TASK BRIEF:
Begin with the line that holds "hey so can you spot the white wall". Write out every line from there to the end of the listing below, word for word.

ENTRIES SUPPLIED:
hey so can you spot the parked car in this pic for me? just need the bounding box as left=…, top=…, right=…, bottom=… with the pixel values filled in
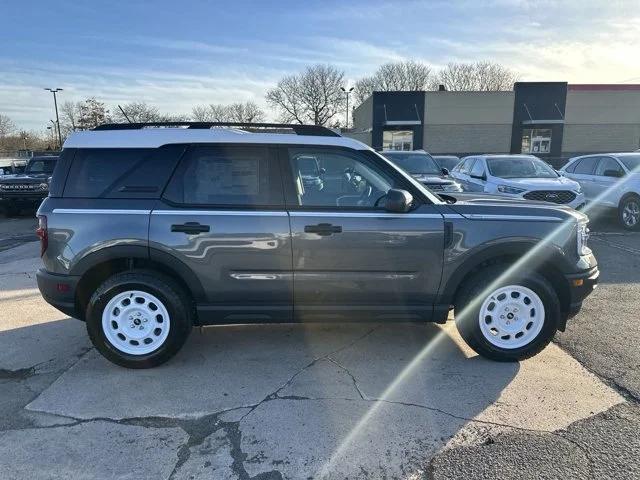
left=37, top=122, right=597, bottom=368
left=382, top=150, right=463, bottom=193
left=450, top=154, right=585, bottom=209
left=559, top=153, right=640, bottom=230
left=0, top=155, right=58, bottom=216
left=433, top=155, right=461, bottom=172
left=0, top=158, right=27, bottom=176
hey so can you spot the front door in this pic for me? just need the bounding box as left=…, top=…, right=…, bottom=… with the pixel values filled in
left=149, top=144, right=293, bottom=322
left=281, top=146, right=444, bottom=320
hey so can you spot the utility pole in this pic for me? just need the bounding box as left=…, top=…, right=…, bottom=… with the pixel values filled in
left=45, top=88, right=63, bottom=150
left=341, top=86, right=354, bottom=128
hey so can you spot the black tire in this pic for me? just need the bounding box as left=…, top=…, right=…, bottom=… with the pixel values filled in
left=454, top=265, right=561, bottom=362
left=86, top=270, right=193, bottom=368
left=618, top=194, right=640, bottom=231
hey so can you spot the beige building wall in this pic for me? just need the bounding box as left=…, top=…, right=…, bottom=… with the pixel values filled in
left=423, top=92, right=514, bottom=154
left=341, top=130, right=372, bottom=146
left=563, top=90, right=640, bottom=153
left=352, top=95, right=373, bottom=130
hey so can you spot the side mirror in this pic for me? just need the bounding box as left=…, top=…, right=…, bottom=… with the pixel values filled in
left=383, top=189, right=413, bottom=213
left=603, top=169, right=623, bottom=178
left=441, top=167, right=450, bottom=176
left=319, top=167, right=326, bottom=175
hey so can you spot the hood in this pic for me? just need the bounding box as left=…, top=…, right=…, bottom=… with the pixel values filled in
left=0, top=173, right=49, bottom=184
left=440, top=191, right=587, bottom=223
left=411, top=174, right=454, bottom=185
left=496, top=176, right=580, bottom=190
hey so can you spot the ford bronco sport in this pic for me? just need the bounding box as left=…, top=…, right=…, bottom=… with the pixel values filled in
left=36, top=122, right=598, bottom=368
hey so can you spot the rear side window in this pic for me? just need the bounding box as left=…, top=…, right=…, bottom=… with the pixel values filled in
left=63, top=146, right=185, bottom=199
left=573, top=157, right=598, bottom=175
left=163, top=145, right=283, bottom=207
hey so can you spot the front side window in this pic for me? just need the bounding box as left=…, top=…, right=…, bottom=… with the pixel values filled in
left=595, top=157, right=624, bottom=177
left=164, top=145, right=282, bottom=206
left=287, top=148, right=397, bottom=208
left=458, top=158, right=475, bottom=175
left=26, top=159, right=56, bottom=174
left=470, top=159, right=486, bottom=178
left=487, top=157, right=557, bottom=179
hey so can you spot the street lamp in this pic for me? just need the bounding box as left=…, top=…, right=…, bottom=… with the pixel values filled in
left=340, top=86, right=354, bottom=128
left=44, top=88, right=63, bottom=150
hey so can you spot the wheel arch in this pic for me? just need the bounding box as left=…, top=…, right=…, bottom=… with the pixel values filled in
left=71, top=246, right=206, bottom=322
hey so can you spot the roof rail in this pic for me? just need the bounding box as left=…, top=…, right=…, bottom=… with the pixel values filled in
left=92, top=122, right=341, bottom=137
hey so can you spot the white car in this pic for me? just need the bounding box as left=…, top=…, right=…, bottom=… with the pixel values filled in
left=450, top=154, right=585, bottom=209
left=559, top=153, right=640, bottom=230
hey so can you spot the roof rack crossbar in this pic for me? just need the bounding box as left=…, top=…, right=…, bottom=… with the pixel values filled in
left=92, top=122, right=341, bottom=137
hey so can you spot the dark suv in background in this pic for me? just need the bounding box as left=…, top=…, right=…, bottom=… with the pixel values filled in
left=36, top=122, right=598, bottom=368
left=0, top=155, right=58, bottom=215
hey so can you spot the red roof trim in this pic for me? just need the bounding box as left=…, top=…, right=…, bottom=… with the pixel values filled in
left=568, top=84, right=640, bottom=91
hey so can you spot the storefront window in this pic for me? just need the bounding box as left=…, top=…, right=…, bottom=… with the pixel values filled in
left=521, top=129, right=552, bottom=154
left=383, top=130, right=414, bottom=151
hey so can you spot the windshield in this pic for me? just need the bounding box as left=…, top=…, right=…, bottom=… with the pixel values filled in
left=487, top=157, right=557, bottom=179
left=619, top=155, right=640, bottom=172
left=26, top=158, right=56, bottom=174
left=383, top=152, right=441, bottom=175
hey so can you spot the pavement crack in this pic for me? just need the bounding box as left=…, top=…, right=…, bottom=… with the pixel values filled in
left=222, top=421, right=283, bottom=480
left=0, top=366, right=36, bottom=380
left=326, top=357, right=366, bottom=400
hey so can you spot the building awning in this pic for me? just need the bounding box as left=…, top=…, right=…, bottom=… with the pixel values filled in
left=383, top=120, right=422, bottom=126
left=522, top=119, right=564, bottom=125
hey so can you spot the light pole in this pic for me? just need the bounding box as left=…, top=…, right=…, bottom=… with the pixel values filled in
left=340, top=86, right=354, bottom=128
left=45, top=88, right=63, bottom=150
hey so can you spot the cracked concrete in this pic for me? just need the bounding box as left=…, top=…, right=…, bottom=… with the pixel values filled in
left=0, top=237, right=635, bottom=479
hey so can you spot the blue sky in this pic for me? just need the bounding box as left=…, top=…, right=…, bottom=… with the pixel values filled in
left=2, top=0, right=639, bottom=130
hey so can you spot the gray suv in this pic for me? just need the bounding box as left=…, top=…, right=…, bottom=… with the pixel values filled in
left=36, top=122, right=599, bottom=368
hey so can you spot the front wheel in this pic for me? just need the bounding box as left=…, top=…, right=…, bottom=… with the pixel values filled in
left=454, top=266, right=561, bottom=361
left=86, top=271, right=193, bottom=368
left=619, top=195, right=640, bottom=230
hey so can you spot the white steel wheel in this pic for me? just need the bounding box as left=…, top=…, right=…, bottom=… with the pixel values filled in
left=101, top=290, right=171, bottom=355
left=478, top=285, right=545, bottom=349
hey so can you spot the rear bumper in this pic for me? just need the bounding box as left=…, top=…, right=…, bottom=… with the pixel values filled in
left=36, top=269, right=82, bottom=319
left=563, top=266, right=599, bottom=321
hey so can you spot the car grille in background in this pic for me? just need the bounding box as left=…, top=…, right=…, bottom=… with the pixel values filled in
left=0, top=184, right=40, bottom=190
left=523, top=190, right=576, bottom=204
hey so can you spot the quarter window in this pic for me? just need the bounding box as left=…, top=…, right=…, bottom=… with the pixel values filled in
left=163, top=145, right=283, bottom=207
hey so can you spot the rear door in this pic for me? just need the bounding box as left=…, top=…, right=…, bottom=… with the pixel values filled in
left=281, top=146, right=444, bottom=321
left=149, top=144, right=293, bottom=323
left=566, top=156, right=599, bottom=200
left=592, top=156, right=625, bottom=207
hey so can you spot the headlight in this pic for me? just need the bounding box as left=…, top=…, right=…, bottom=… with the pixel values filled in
left=441, top=183, right=463, bottom=192
left=497, top=185, right=527, bottom=195
left=39, top=183, right=49, bottom=190
left=577, top=223, right=590, bottom=256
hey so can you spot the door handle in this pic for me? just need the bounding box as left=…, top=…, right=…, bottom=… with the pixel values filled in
left=171, top=222, right=210, bottom=234
left=304, top=223, right=342, bottom=236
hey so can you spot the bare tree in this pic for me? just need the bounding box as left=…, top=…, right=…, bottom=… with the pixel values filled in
left=436, top=61, right=519, bottom=91
left=353, top=61, right=435, bottom=105
left=191, top=101, right=266, bottom=123
left=77, top=98, right=110, bottom=130
left=266, top=65, right=346, bottom=126
left=112, top=102, right=162, bottom=123
left=0, top=114, right=15, bottom=137
left=59, top=101, right=81, bottom=138
left=191, top=104, right=232, bottom=122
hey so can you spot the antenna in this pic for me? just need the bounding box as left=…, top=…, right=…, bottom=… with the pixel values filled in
left=117, top=105, right=133, bottom=123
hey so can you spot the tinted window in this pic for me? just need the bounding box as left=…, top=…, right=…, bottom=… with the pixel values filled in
left=573, top=157, right=599, bottom=175
left=164, top=145, right=282, bottom=207
left=595, top=157, right=624, bottom=177
left=458, top=158, right=474, bottom=174
left=287, top=148, right=397, bottom=208
left=383, top=152, right=440, bottom=175
left=26, top=158, right=57, bottom=174
left=564, top=159, right=578, bottom=173
left=618, top=154, right=640, bottom=171
left=64, top=147, right=183, bottom=198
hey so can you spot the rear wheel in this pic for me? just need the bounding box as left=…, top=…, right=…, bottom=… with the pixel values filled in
left=619, top=195, right=640, bottom=230
left=455, top=265, right=560, bottom=361
left=86, top=271, right=193, bottom=368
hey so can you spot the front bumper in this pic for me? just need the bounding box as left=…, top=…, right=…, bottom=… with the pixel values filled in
left=564, top=265, right=599, bottom=321
left=36, top=269, right=82, bottom=319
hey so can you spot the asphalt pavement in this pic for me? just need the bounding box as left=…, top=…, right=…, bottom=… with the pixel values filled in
left=0, top=210, right=638, bottom=479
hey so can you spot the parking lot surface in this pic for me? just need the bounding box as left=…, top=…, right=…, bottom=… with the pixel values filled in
left=0, top=212, right=639, bottom=479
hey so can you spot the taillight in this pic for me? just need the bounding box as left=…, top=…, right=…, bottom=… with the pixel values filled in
left=36, top=215, right=48, bottom=257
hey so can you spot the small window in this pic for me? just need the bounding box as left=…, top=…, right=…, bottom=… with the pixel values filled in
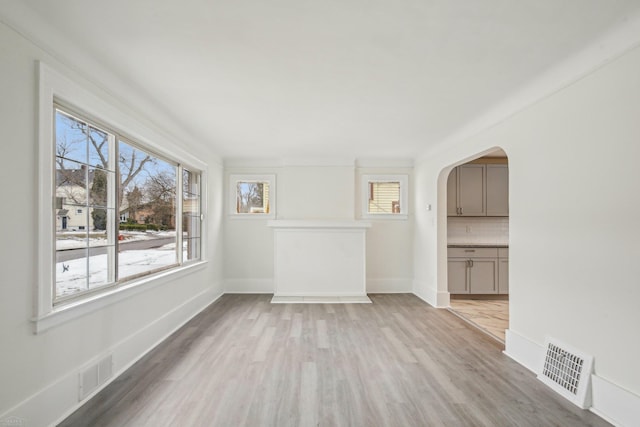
left=362, top=174, right=408, bottom=219
left=229, top=174, right=276, bottom=218
left=76, top=209, right=83, bottom=214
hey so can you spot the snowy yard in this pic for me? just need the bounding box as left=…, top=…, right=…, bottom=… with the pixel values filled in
left=55, top=241, right=183, bottom=298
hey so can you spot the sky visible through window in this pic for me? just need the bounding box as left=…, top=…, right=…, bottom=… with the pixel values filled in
left=55, top=112, right=175, bottom=190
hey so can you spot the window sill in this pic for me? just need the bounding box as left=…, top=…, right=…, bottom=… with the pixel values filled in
left=32, top=260, right=208, bottom=334
left=228, top=214, right=275, bottom=220
left=362, top=214, right=409, bottom=221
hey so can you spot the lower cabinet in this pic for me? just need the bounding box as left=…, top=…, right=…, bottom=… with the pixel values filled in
left=498, top=248, right=509, bottom=294
left=470, top=259, right=498, bottom=293
left=447, top=259, right=470, bottom=293
left=448, top=247, right=508, bottom=294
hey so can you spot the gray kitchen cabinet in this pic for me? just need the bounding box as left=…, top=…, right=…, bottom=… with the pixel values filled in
left=447, top=168, right=458, bottom=216
left=447, top=162, right=509, bottom=217
left=448, top=248, right=500, bottom=294
left=469, top=259, right=498, bottom=293
left=498, top=248, right=509, bottom=294
left=457, top=164, right=486, bottom=216
left=486, top=164, right=509, bottom=216
left=447, top=164, right=485, bottom=216
left=448, top=259, right=469, bottom=293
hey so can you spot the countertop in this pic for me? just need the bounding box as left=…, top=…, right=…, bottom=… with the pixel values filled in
left=447, top=244, right=509, bottom=248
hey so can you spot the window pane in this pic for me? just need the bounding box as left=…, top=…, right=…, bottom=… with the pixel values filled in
left=88, top=247, right=114, bottom=289
left=182, top=169, right=201, bottom=262
left=236, top=181, right=269, bottom=213
left=56, top=110, right=87, bottom=164
left=183, top=213, right=201, bottom=237
left=118, top=141, right=177, bottom=278
left=55, top=248, right=88, bottom=298
left=56, top=160, right=88, bottom=207
left=183, top=238, right=201, bottom=262
left=56, top=228, right=87, bottom=251
left=183, top=168, right=200, bottom=198
left=88, top=127, right=110, bottom=169
left=89, top=169, right=113, bottom=208
left=88, top=208, right=114, bottom=246
left=54, top=109, right=117, bottom=302
left=368, top=181, right=401, bottom=214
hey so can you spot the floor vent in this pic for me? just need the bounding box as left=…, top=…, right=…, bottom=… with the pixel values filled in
left=79, top=354, right=113, bottom=401
left=538, top=338, right=593, bottom=409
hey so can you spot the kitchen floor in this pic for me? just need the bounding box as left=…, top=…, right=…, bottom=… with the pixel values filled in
left=449, top=299, right=509, bottom=343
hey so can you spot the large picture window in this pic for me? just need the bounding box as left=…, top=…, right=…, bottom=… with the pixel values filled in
left=53, top=106, right=202, bottom=304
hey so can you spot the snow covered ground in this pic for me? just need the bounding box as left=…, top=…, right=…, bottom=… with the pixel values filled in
left=55, top=242, right=182, bottom=298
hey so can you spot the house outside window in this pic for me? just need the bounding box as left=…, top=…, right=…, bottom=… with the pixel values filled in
left=361, top=174, right=408, bottom=219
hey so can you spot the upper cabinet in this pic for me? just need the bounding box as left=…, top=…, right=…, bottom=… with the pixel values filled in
left=457, top=164, right=486, bottom=216
left=448, top=162, right=509, bottom=217
left=447, top=168, right=458, bottom=216
left=486, top=164, right=509, bottom=216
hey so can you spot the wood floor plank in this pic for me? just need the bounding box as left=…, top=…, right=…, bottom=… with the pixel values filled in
left=58, top=294, right=612, bottom=427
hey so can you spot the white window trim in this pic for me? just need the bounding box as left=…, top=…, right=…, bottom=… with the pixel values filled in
left=361, top=174, right=409, bottom=220
left=228, top=174, right=276, bottom=219
left=36, top=62, right=208, bottom=332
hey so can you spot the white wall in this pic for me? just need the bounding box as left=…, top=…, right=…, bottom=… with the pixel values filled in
left=414, top=42, right=640, bottom=405
left=356, top=166, right=414, bottom=293
left=0, top=21, right=224, bottom=426
left=224, top=162, right=414, bottom=293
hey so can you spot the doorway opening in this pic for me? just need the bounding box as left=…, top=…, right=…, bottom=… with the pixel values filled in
left=446, top=148, right=509, bottom=344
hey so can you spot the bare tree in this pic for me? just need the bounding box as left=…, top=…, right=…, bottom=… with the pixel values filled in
left=118, top=147, right=155, bottom=208
left=125, top=186, right=143, bottom=222
left=236, top=182, right=264, bottom=213
left=144, top=171, right=176, bottom=227
left=55, top=114, right=154, bottom=208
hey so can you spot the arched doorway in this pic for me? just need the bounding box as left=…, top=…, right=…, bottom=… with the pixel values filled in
left=444, top=148, right=509, bottom=343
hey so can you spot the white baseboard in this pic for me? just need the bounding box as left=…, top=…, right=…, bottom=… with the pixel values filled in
left=271, top=295, right=371, bottom=304
left=366, top=278, right=412, bottom=293
left=412, top=281, right=449, bottom=307
left=224, top=278, right=274, bottom=294
left=591, top=375, right=640, bottom=427
left=225, top=278, right=413, bottom=294
left=504, top=329, right=640, bottom=427
left=0, top=286, right=222, bottom=427
left=503, top=329, right=542, bottom=373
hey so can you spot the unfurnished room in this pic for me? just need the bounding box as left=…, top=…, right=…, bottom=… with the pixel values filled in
left=1, top=1, right=639, bottom=426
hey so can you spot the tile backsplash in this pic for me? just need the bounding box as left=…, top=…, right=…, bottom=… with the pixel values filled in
left=447, top=217, right=509, bottom=246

ANSWER FOR THE TASK:
hey so can you spot the white wall in this pic for me? just need the bounding box as left=…, top=…, right=…, bottom=… with the pixel values filled in
left=414, top=42, right=640, bottom=405
left=356, top=166, right=414, bottom=293
left=0, top=21, right=224, bottom=426
left=224, top=162, right=414, bottom=293
hey so can you spot the doorway opening in this pic for me? just need the bounding box as left=…, top=…, right=…, bottom=… with the pixel values filled in
left=446, top=148, right=509, bottom=344
hey so can you spot the bare tree in this pic for me? just need the bounding box as left=…, top=…, right=…, bottom=… with the pixel values filled in
left=118, top=147, right=155, bottom=208
left=125, top=186, right=143, bottom=222
left=236, top=182, right=264, bottom=213
left=144, top=171, right=176, bottom=227
left=55, top=114, right=154, bottom=208
hey so can you spot the arched doorway in this pic for me? just need the bounding box as left=…, top=…, right=…, bottom=… with the pixel values filled in
left=444, top=148, right=509, bottom=343
hey so can you spot the white baseboard in this pic for me? just need the bounding box as left=…, top=…, right=…, bottom=… with the pixel values filled in
left=271, top=295, right=371, bottom=304
left=366, top=278, right=412, bottom=293
left=412, top=281, right=449, bottom=307
left=224, top=278, right=274, bottom=294
left=591, top=375, right=640, bottom=427
left=225, top=278, right=413, bottom=294
left=504, top=329, right=640, bottom=427
left=0, top=286, right=222, bottom=427
left=503, top=329, right=542, bottom=373
hey so can you spot the unfurnished room in this pic for me? just need the bounding box as left=…, top=…, right=…, bottom=… with the pixel values filled in
left=1, top=1, right=639, bottom=426
hey so can you spot the tile backsplash in this pic for me? just need the bounding box as left=…, top=…, right=…, bottom=… with the pixel values filled in
left=447, top=217, right=509, bottom=246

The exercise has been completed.